Photo-based referring expression data
● ● ● ●
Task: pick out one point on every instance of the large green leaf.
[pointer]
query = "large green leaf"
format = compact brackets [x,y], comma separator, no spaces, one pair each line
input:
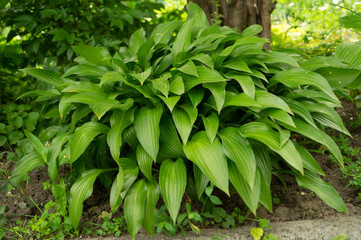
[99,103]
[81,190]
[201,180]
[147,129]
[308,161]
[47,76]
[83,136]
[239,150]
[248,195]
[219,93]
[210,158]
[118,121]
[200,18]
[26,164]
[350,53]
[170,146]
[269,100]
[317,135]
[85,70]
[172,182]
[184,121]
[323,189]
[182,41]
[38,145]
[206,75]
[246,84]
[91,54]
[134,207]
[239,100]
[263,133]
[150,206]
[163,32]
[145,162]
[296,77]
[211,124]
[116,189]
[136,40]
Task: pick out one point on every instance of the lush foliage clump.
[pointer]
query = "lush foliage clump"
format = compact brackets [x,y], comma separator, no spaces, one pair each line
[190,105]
● ● ● ●
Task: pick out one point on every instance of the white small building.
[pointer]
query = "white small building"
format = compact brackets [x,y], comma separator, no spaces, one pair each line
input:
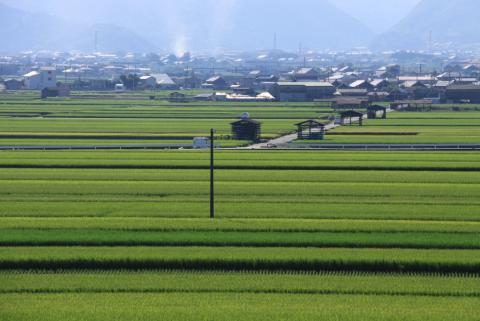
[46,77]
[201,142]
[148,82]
● ● ● ●
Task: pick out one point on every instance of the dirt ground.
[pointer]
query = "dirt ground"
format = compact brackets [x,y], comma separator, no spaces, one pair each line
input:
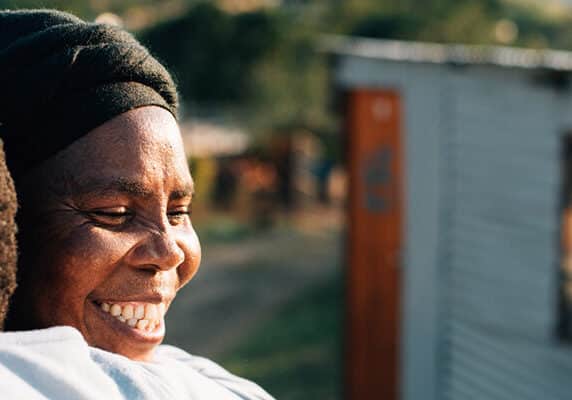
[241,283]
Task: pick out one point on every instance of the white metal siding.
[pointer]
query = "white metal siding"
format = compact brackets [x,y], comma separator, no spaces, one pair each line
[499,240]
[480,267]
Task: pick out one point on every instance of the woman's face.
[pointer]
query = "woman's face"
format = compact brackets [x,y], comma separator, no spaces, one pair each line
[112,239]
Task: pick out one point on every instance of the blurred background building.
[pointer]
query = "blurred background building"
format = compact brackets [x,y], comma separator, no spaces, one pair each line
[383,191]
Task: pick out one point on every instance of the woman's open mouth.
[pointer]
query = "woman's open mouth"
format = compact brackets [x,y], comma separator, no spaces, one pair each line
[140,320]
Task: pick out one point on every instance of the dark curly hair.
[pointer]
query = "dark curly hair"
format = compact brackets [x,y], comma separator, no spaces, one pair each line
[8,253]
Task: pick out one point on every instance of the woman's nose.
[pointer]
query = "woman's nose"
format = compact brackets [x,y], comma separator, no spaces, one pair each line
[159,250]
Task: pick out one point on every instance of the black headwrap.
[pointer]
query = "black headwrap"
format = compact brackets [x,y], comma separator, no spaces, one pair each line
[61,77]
● ● ● ●
=== TASK ===
An answer consisting of the number alone is required: how many lines in the entries hold the string "siding"?

=== ANSWER SPACE ===
2